▶ _What to produce_
Using the entries below, output exactly the line containing "cornice and put a dot on each instance?" and all lines that follow it to the end.

▶ _Entries provided_
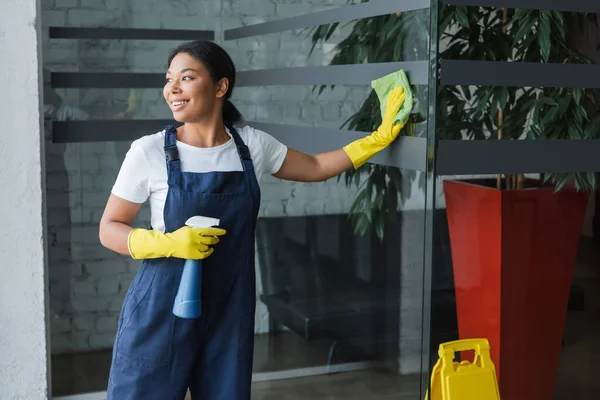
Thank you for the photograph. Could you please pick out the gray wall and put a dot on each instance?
(23, 344)
(87, 282)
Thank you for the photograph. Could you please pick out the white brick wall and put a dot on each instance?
(87, 282)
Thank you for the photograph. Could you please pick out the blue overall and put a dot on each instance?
(158, 356)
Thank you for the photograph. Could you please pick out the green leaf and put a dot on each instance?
(544, 33)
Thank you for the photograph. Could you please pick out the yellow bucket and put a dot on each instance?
(452, 380)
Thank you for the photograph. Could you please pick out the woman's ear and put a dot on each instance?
(222, 87)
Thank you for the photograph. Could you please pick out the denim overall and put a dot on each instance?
(158, 356)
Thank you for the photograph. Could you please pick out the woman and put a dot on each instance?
(204, 167)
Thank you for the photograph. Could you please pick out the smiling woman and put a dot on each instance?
(215, 170)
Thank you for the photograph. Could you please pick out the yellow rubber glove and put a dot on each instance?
(361, 150)
(187, 242)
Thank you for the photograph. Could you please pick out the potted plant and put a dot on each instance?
(514, 239)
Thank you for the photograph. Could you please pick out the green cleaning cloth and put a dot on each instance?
(383, 86)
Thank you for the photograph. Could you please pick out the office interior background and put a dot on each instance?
(357, 284)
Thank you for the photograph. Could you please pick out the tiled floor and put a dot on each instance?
(579, 375)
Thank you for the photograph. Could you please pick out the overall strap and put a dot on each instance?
(172, 156)
(243, 150)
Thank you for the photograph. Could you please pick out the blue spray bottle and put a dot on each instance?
(188, 302)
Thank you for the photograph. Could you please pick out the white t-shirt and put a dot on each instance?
(143, 174)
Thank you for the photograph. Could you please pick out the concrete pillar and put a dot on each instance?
(24, 346)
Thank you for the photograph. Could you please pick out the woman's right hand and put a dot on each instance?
(187, 242)
(194, 243)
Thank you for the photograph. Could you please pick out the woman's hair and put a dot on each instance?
(219, 65)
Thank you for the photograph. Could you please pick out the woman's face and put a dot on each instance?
(190, 91)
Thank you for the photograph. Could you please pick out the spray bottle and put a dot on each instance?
(188, 302)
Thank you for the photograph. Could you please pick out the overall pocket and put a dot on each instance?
(146, 333)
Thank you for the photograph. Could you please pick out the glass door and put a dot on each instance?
(340, 265)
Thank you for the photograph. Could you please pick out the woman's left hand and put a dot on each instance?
(302, 167)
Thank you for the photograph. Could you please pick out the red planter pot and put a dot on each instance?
(513, 254)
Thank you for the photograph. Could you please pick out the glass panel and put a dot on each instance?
(339, 289)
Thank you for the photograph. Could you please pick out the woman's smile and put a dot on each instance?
(177, 105)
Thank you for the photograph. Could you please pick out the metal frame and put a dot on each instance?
(357, 74)
(464, 157)
(61, 32)
(406, 153)
(592, 6)
(521, 74)
(340, 14)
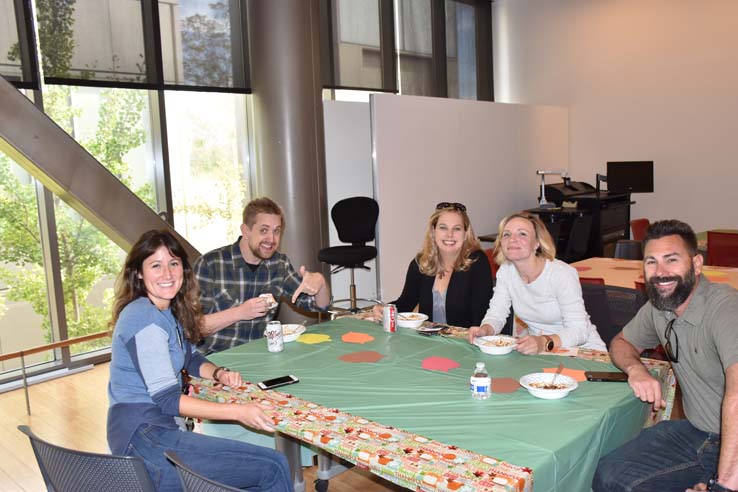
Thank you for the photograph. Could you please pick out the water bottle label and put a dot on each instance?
(479, 385)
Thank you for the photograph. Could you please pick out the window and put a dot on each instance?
(24, 308)
(208, 155)
(415, 47)
(10, 59)
(461, 54)
(93, 40)
(202, 43)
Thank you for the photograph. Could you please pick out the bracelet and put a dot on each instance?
(217, 371)
(714, 486)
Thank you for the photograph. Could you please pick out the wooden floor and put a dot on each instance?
(71, 412)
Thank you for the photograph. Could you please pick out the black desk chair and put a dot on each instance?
(67, 470)
(355, 219)
(194, 482)
(629, 249)
(610, 307)
(578, 242)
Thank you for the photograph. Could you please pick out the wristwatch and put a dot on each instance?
(549, 343)
(716, 487)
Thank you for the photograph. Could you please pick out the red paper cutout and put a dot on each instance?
(504, 385)
(355, 337)
(577, 374)
(436, 363)
(363, 356)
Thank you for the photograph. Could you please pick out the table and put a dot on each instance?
(624, 273)
(558, 442)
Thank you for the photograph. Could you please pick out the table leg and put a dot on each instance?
(290, 447)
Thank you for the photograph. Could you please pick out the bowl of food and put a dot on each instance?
(495, 344)
(411, 320)
(548, 385)
(291, 332)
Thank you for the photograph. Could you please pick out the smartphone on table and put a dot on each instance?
(277, 382)
(609, 376)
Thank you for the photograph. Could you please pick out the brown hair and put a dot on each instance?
(258, 206)
(546, 248)
(129, 287)
(429, 259)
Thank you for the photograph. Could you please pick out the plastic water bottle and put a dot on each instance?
(480, 383)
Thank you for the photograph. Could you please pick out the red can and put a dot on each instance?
(389, 318)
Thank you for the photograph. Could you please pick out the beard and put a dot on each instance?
(680, 294)
(257, 252)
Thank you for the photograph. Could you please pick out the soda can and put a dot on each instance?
(273, 332)
(389, 318)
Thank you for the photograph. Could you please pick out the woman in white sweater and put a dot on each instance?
(544, 292)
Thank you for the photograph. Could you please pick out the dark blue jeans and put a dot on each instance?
(671, 456)
(235, 463)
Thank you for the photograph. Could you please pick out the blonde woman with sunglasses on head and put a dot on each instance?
(450, 278)
(544, 292)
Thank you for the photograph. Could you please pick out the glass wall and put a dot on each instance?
(24, 316)
(208, 165)
(461, 50)
(414, 47)
(10, 65)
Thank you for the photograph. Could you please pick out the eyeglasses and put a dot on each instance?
(671, 354)
(456, 206)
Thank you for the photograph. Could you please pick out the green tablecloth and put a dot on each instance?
(561, 440)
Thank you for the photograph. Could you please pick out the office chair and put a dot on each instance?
(194, 482)
(638, 227)
(610, 308)
(355, 219)
(578, 242)
(722, 248)
(628, 249)
(67, 470)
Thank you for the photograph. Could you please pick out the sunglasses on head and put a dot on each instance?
(456, 206)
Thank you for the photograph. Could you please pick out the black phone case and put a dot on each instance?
(617, 377)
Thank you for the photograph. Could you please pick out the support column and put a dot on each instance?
(289, 152)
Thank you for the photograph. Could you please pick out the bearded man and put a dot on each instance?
(697, 323)
(242, 284)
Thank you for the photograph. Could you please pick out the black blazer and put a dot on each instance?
(467, 296)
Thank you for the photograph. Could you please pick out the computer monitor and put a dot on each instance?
(630, 177)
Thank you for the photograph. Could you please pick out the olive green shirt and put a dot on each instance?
(708, 344)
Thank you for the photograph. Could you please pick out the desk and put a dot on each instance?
(624, 273)
(558, 442)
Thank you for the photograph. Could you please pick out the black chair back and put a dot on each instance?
(67, 470)
(355, 219)
(610, 308)
(629, 249)
(194, 482)
(578, 242)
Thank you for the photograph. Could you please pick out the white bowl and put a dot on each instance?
(291, 332)
(411, 320)
(535, 383)
(495, 344)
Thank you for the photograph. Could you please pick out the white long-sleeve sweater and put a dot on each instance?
(550, 305)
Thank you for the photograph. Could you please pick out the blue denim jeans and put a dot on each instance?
(233, 463)
(671, 456)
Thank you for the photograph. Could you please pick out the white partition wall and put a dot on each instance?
(428, 150)
(348, 161)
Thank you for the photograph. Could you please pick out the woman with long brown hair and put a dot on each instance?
(450, 278)
(157, 322)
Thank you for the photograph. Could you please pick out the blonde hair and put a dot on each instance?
(546, 247)
(429, 259)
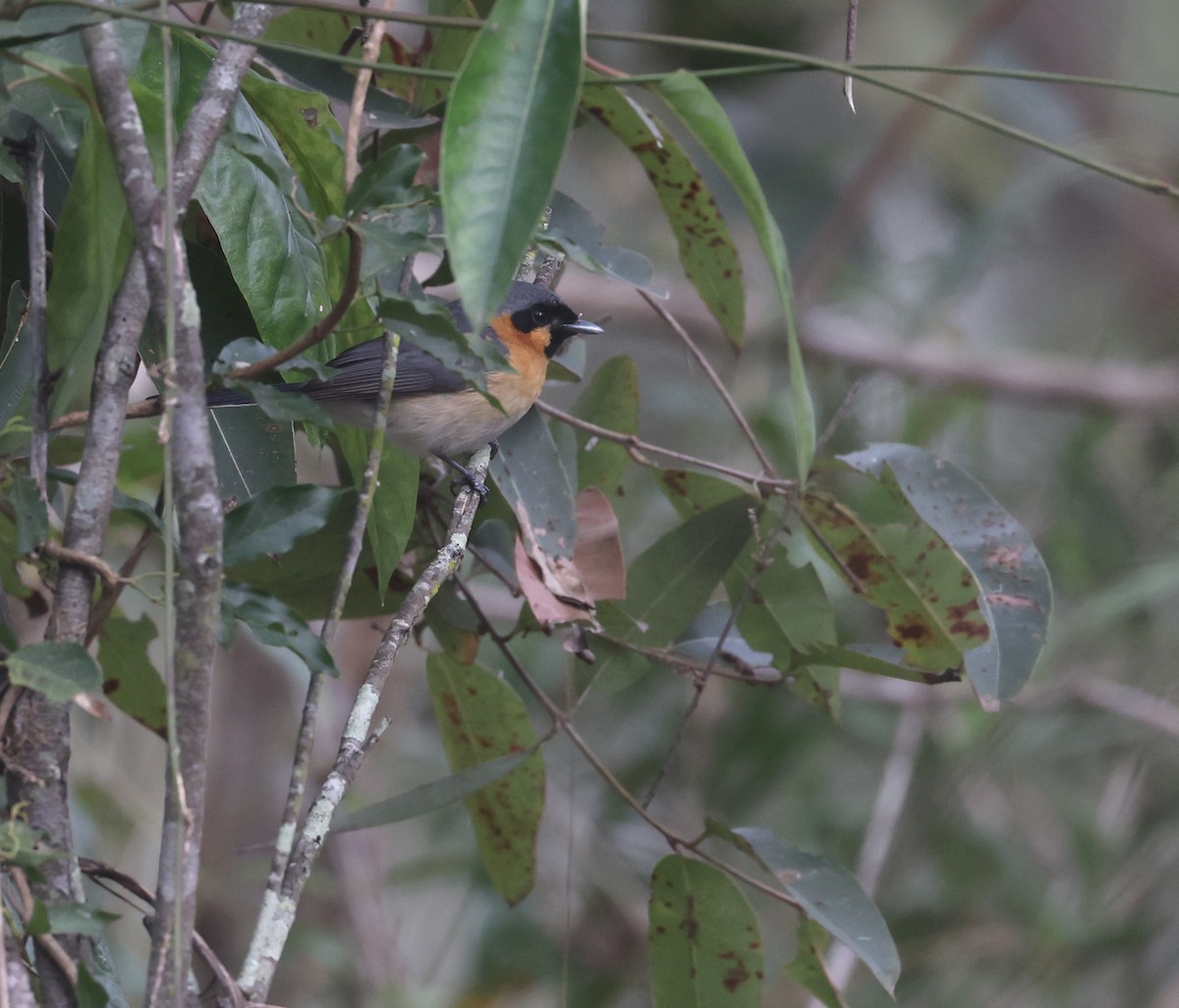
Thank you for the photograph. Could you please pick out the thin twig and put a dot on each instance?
(714, 378)
(1041, 380)
(759, 482)
(34, 321)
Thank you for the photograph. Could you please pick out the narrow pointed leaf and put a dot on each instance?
(481, 718)
(704, 938)
(1017, 589)
(433, 796)
(276, 519)
(706, 248)
(707, 122)
(508, 118)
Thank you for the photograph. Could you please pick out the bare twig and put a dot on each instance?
(759, 482)
(278, 911)
(714, 378)
(1041, 380)
(34, 322)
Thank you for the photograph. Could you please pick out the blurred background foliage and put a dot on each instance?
(1032, 858)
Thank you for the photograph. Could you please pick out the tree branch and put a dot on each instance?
(1042, 380)
(278, 909)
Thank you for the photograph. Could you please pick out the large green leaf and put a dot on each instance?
(706, 249)
(671, 582)
(508, 118)
(392, 517)
(1017, 589)
(481, 718)
(60, 670)
(704, 116)
(89, 253)
(704, 938)
(610, 400)
(276, 519)
(829, 895)
(930, 598)
(433, 796)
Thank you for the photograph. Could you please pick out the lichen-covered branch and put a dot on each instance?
(278, 909)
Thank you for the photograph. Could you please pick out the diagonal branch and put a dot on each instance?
(278, 909)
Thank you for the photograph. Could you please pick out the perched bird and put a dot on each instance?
(434, 411)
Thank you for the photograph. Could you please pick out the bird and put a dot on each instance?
(434, 411)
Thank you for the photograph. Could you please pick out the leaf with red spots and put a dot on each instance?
(930, 598)
(699, 110)
(706, 249)
(704, 938)
(1017, 590)
(481, 718)
(808, 970)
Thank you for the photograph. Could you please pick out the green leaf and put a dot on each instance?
(29, 511)
(1017, 589)
(60, 670)
(70, 919)
(481, 718)
(706, 249)
(672, 581)
(384, 180)
(537, 487)
(430, 327)
(706, 119)
(808, 971)
(275, 520)
(931, 600)
(508, 118)
(133, 683)
(270, 246)
(16, 363)
(704, 938)
(252, 452)
(829, 895)
(394, 510)
(433, 796)
(578, 234)
(89, 254)
(272, 623)
(610, 400)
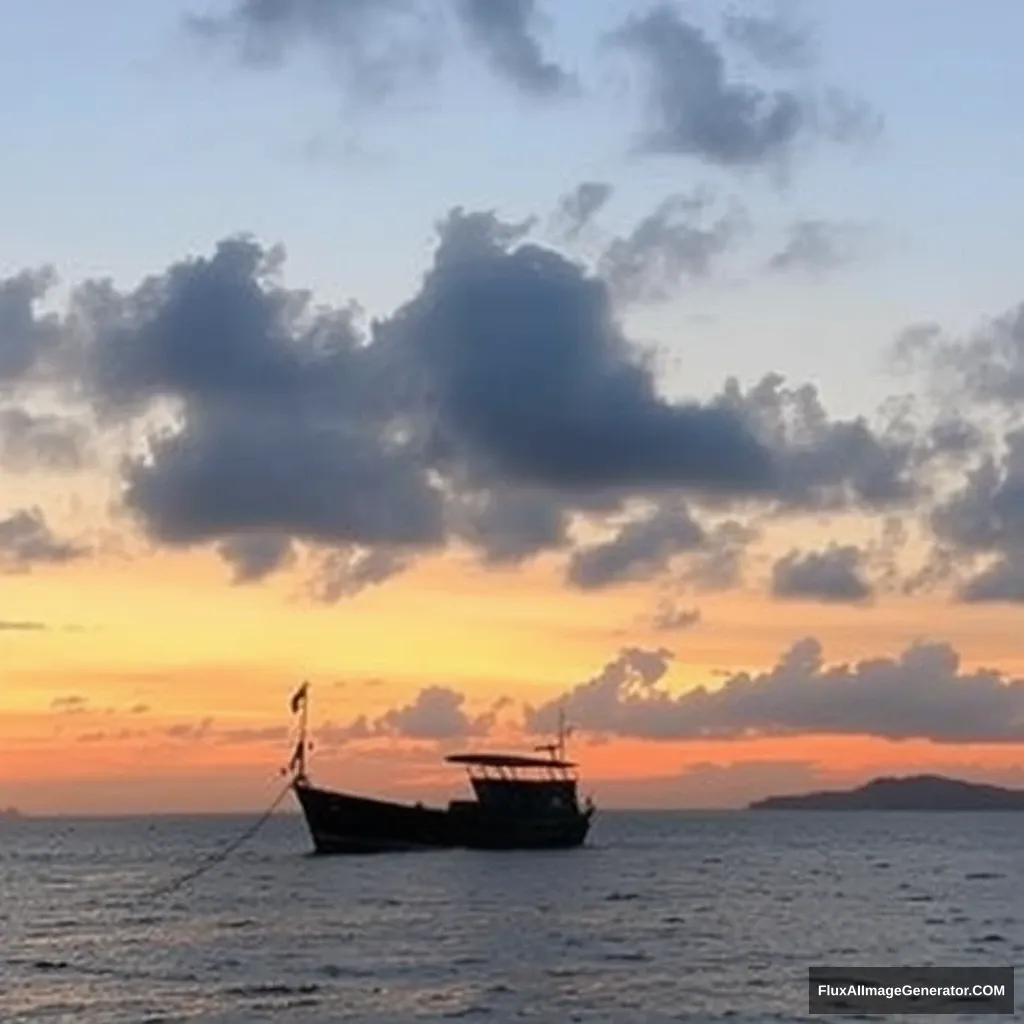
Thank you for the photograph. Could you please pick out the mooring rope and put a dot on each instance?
(221, 855)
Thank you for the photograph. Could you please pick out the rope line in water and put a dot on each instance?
(223, 854)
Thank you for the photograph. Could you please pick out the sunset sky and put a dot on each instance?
(477, 358)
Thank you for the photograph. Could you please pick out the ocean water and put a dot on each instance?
(694, 916)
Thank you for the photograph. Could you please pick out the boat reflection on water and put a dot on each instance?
(521, 803)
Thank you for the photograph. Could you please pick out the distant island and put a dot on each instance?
(915, 793)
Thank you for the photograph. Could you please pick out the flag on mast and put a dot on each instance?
(299, 697)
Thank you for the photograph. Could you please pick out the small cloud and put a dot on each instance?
(72, 705)
(834, 576)
(814, 248)
(670, 617)
(27, 540)
(505, 32)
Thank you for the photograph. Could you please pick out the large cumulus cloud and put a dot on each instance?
(502, 407)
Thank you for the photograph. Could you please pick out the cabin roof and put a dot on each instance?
(507, 761)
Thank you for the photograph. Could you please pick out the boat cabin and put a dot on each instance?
(519, 784)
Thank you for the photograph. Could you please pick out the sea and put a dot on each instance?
(664, 916)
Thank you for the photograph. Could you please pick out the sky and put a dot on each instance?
(658, 363)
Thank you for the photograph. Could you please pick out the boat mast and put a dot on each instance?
(300, 707)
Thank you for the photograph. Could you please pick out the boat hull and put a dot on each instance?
(341, 822)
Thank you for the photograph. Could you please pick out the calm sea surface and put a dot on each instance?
(665, 916)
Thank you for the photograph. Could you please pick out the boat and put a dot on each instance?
(520, 803)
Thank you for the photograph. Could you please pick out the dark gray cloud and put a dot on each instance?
(578, 208)
(974, 386)
(28, 339)
(983, 521)
(495, 408)
(1000, 582)
(506, 32)
(349, 570)
(283, 429)
(698, 110)
(256, 556)
(824, 463)
(674, 244)
(372, 46)
(640, 550)
(27, 541)
(987, 366)
(813, 248)
(509, 525)
(775, 39)
(923, 693)
(532, 379)
(719, 564)
(671, 617)
(833, 576)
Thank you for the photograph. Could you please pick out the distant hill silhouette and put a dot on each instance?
(915, 793)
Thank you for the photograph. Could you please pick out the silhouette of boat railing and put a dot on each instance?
(521, 802)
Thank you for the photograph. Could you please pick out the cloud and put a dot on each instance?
(72, 705)
(698, 111)
(437, 713)
(280, 430)
(641, 549)
(833, 576)
(1001, 581)
(349, 570)
(923, 693)
(256, 556)
(668, 247)
(30, 440)
(823, 463)
(534, 381)
(670, 617)
(578, 208)
(695, 111)
(814, 247)
(190, 730)
(505, 31)
(373, 47)
(27, 340)
(27, 541)
(501, 407)
(775, 39)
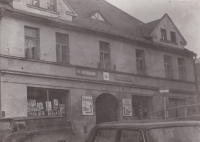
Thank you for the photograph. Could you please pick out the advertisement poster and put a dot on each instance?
(87, 105)
(127, 107)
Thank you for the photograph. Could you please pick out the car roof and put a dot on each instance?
(148, 124)
(30, 118)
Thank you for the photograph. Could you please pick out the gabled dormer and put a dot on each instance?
(163, 31)
(98, 16)
(51, 8)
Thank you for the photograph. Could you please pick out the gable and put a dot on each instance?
(98, 16)
(51, 8)
(172, 37)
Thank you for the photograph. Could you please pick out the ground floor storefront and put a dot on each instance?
(85, 104)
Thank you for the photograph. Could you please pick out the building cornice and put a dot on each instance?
(73, 26)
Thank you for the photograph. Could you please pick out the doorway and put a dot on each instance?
(106, 108)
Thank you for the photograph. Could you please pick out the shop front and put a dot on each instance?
(46, 102)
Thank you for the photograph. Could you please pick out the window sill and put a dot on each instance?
(167, 41)
(42, 9)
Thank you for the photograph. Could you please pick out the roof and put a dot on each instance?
(116, 18)
(117, 22)
(149, 124)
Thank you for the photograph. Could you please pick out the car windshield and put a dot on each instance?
(175, 134)
(5, 125)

▶ _Output of the exercise_
Thank you for the photograph. Could you please pick out the building cornice and put a dot on each instance?
(73, 26)
Thank you for the photograph. Could you please pick out the doorway and put a dot on each instance?
(106, 108)
Thank you for the photograph. Could you please pick out the shop front and put a dot on each instance?
(46, 102)
Thank you for the photograph. Could you please pick out the window sill and put a dot on each instance?
(167, 41)
(42, 9)
Thank you for the photograph. Could you please pick out the roof and put a dot on each instance?
(116, 18)
(117, 22)
(149, 124)
Thank you for the photograph. Could you please pick out the car windshield and put a dot on each instance?
(175, 134)
(5, 125)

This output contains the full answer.